[Text for analysis]:
------------------------------------
It is perhaps unsurprising that the Judge found M to be fundamentally dishonest.
The judgment provides a useful overview of the relevant principles of fundamental dishonesty. Section 57 of the Criminal Justice and Courts Act 2015 is the starting point, which states that if the court is satisfied on the balance of probabilities that the claimant has been fundamentally dishonest in the primary claim or a related claim, then the court must dismiss the primary claim unless it is satisfied that the claimant would suffer substantial injustice.
The court must consider whether dishonesty has been made out according to the test in Ivey v Genting Casinos UK Limited (t/a Crockfords Club) [2018] AC 391, and the court has to find that the dishonesty is properly characterised as “fundamental”. In Howlett v Davies [2017] EWCA Civ 1696, HHJ Moloney QC elaborated that “fundamental” meant that it had to go to the “root of either the whole part of his claim or a substantial part of his claim” and the claimant should not be exposed to a costs liability if his dishonesty related merely to a collateral matter or a minor, self-contained head of loss.
------------------------------------
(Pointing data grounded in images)

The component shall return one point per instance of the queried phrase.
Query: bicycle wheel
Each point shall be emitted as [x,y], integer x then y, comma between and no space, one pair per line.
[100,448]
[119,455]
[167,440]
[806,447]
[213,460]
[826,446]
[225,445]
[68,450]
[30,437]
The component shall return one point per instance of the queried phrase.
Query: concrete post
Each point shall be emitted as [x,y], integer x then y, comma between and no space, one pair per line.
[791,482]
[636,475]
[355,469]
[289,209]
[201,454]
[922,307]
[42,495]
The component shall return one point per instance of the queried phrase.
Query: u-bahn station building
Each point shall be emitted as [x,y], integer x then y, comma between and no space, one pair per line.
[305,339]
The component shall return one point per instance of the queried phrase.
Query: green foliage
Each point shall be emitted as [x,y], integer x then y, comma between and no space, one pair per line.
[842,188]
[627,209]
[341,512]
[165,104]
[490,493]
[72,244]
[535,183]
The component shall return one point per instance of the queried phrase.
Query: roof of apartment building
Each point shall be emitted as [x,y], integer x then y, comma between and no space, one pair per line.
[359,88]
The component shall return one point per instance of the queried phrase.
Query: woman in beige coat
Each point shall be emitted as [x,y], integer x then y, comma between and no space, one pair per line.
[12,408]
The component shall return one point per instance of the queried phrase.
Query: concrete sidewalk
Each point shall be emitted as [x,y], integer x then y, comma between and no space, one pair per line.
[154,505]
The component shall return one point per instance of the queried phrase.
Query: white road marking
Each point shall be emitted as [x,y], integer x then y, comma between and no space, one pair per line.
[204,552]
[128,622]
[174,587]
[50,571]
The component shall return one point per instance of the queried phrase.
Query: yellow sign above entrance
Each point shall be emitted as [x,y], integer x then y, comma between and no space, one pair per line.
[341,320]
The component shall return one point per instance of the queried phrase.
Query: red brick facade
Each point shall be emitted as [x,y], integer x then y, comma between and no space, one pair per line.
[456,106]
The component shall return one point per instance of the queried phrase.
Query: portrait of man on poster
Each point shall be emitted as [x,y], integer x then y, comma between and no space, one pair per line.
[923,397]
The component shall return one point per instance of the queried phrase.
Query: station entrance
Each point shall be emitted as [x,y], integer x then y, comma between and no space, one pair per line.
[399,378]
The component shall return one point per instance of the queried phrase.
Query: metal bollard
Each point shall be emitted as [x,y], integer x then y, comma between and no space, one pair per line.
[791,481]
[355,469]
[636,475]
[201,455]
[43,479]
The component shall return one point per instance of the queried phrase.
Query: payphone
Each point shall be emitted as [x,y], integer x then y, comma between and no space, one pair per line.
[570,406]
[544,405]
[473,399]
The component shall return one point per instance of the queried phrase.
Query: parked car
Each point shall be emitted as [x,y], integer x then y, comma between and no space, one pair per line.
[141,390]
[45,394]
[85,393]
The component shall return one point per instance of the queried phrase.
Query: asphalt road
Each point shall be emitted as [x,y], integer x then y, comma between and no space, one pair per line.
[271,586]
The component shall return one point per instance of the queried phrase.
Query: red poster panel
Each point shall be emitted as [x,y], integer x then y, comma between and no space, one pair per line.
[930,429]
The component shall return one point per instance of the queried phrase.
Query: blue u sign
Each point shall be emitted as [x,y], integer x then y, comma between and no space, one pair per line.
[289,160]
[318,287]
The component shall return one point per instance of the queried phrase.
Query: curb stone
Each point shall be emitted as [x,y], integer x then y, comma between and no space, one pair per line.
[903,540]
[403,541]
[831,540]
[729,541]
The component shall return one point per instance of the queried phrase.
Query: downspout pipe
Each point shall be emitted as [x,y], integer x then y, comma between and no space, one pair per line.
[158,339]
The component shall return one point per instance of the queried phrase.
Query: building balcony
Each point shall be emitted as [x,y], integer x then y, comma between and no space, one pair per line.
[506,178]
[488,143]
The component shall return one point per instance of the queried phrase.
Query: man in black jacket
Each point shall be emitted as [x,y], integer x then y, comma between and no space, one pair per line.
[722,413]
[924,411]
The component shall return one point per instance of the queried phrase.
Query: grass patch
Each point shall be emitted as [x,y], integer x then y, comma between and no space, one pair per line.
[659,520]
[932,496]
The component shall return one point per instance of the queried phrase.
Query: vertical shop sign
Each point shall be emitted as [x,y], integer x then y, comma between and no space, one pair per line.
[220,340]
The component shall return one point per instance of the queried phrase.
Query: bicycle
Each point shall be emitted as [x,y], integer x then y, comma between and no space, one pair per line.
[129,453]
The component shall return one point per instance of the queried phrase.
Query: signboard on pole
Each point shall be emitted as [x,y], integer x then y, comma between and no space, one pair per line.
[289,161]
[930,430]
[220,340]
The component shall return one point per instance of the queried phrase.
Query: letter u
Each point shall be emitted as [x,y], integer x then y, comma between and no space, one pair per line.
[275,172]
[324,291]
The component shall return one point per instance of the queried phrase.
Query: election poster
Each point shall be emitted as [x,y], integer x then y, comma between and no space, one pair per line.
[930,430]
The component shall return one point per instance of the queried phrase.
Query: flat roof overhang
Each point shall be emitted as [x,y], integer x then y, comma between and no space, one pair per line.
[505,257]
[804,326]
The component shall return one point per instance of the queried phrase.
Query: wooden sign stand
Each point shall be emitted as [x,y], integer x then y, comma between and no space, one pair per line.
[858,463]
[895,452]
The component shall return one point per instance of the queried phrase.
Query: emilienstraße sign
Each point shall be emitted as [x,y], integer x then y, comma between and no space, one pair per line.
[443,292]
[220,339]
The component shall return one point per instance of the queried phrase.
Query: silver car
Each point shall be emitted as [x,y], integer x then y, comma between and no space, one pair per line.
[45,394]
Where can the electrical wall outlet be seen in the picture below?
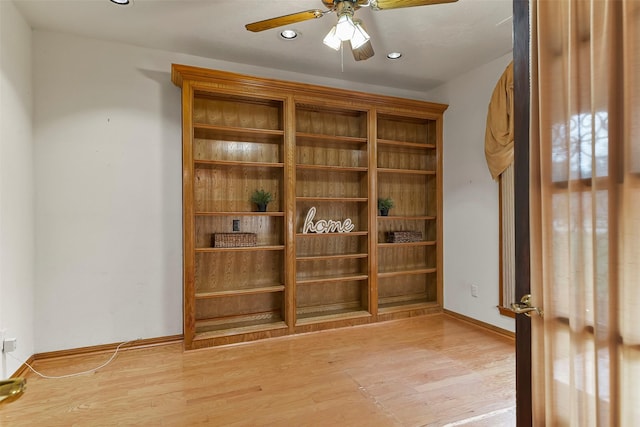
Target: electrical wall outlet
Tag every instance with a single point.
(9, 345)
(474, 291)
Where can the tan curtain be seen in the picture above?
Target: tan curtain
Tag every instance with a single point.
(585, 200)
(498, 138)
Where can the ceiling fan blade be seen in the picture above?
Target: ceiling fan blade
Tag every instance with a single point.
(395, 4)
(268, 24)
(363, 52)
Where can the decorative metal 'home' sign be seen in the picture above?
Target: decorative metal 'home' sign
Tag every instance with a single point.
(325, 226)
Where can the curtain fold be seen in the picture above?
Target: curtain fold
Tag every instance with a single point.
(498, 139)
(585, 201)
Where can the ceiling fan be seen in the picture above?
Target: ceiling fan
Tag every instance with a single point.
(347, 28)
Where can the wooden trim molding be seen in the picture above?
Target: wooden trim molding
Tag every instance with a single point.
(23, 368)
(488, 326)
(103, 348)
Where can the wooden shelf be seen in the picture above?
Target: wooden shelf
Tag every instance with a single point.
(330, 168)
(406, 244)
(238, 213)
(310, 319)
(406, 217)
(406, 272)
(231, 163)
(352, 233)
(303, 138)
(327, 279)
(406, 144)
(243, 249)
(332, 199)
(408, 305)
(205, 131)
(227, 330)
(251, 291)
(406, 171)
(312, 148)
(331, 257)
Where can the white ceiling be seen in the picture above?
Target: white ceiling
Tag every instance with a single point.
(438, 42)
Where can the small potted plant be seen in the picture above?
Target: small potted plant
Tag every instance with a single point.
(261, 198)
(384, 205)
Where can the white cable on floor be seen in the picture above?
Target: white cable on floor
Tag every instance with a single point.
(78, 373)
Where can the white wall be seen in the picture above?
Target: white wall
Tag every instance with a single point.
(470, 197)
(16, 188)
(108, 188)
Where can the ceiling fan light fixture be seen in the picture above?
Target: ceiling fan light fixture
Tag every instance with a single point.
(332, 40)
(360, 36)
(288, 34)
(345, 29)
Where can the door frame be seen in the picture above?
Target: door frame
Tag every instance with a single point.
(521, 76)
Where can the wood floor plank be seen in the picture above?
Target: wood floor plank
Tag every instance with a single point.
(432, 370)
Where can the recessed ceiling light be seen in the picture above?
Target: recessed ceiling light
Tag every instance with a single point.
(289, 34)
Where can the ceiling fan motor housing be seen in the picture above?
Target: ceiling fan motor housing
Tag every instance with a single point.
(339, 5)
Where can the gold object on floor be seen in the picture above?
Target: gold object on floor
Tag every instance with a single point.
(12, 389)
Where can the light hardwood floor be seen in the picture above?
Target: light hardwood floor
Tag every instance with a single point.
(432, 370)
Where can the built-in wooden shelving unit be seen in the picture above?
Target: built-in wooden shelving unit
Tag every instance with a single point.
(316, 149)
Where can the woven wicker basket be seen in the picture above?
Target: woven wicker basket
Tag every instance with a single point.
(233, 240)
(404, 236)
------------------------------------
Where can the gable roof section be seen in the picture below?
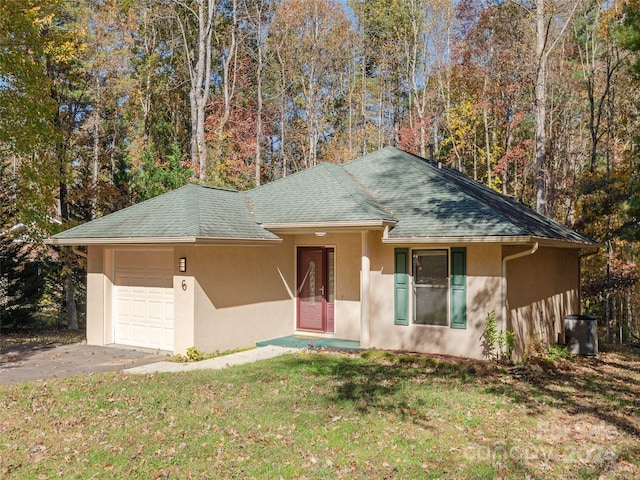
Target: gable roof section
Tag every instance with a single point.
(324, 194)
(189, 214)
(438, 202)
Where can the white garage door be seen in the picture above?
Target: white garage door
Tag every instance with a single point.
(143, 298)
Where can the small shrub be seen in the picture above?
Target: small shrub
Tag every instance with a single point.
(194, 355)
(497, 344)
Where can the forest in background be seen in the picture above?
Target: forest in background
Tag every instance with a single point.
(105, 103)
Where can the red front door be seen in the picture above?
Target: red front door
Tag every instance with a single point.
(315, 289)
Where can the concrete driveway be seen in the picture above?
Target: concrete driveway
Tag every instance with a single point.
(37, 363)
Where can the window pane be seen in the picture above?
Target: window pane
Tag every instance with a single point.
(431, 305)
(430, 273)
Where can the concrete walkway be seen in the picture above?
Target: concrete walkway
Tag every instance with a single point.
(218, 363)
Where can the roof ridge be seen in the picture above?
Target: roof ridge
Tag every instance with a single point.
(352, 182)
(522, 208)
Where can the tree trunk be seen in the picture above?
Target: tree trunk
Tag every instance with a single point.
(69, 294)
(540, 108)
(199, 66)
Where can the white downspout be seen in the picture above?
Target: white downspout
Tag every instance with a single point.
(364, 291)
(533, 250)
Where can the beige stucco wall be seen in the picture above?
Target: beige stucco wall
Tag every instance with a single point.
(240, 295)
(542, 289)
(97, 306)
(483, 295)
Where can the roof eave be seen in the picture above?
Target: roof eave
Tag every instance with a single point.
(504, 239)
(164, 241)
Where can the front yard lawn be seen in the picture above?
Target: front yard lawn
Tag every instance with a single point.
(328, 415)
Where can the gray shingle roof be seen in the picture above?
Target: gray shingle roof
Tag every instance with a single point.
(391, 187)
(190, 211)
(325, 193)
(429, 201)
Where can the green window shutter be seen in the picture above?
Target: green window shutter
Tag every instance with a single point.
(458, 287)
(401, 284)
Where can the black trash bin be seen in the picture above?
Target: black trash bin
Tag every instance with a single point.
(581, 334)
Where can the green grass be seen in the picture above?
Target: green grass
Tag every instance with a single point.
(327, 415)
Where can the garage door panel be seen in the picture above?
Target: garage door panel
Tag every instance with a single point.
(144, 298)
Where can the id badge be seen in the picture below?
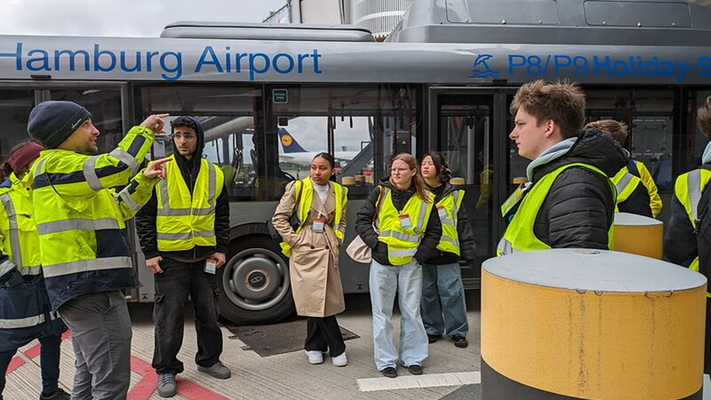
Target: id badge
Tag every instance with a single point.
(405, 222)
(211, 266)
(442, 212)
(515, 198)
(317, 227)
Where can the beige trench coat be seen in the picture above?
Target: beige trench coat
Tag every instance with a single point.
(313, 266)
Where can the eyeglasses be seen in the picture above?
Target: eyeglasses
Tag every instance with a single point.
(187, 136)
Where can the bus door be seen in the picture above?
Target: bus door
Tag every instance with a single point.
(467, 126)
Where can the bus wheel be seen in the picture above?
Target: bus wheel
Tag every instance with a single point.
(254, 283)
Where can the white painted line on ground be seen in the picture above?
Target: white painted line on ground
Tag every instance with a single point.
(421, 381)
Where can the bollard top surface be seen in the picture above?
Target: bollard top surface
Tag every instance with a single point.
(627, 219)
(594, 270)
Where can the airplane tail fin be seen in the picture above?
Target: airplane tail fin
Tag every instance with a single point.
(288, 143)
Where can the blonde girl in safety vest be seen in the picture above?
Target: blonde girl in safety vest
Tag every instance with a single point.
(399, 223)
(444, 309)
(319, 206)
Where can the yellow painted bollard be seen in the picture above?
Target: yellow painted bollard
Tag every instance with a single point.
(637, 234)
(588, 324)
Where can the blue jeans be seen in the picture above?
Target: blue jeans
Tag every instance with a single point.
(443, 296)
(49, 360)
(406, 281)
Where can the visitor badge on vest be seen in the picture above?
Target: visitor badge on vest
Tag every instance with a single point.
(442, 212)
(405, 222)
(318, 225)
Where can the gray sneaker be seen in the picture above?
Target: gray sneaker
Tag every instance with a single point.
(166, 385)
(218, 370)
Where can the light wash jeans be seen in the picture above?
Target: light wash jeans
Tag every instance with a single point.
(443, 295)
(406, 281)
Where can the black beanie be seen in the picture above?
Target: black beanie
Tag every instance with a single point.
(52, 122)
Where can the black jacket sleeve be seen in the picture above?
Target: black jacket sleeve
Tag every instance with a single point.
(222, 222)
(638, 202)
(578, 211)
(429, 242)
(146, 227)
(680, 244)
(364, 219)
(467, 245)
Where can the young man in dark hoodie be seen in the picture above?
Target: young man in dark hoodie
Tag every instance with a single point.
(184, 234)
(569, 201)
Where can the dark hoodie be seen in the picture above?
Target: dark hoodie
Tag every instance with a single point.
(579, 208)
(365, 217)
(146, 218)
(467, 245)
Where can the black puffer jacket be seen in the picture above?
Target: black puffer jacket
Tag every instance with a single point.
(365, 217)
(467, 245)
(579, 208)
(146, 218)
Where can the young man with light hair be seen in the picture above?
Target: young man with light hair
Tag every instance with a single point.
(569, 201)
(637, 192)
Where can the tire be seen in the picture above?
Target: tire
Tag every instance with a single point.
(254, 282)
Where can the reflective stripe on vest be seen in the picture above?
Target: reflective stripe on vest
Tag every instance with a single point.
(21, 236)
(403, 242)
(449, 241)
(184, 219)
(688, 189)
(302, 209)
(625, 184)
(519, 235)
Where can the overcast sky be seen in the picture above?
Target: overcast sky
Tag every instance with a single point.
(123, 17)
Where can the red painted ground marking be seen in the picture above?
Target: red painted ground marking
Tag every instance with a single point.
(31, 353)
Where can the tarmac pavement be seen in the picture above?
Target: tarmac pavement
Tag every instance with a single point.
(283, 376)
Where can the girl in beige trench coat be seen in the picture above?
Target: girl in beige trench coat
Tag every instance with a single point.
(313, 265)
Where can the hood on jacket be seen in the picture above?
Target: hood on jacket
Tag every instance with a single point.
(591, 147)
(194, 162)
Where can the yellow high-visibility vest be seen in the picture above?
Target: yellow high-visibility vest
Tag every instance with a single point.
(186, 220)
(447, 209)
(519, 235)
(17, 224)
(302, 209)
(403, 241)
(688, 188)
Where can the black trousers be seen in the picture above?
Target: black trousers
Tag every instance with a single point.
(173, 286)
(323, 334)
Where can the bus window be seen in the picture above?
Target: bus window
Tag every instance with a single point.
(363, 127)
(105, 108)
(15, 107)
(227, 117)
------------------------------------
Reproduce everything in the text on fundamental dishonesty from "The judgment provides" down to "suffer substantial injustice.", switching "primary claim" to "main claim". These items have nothing to do with the text on fundamental dishonesty.

The judgment provides a useful overview of the relevant principles of fundamental dishonesty. Section 57 of the Criminal Justice and Courts Act 2015 is the starting point, which states that if the court is satisfied on the balance of probabilities that the claimant has been fundamentally dishonest in the main claim or a related claim, then the court must dismiss the main claim unless it is satisfied that the claimant would suffer substantial injustice.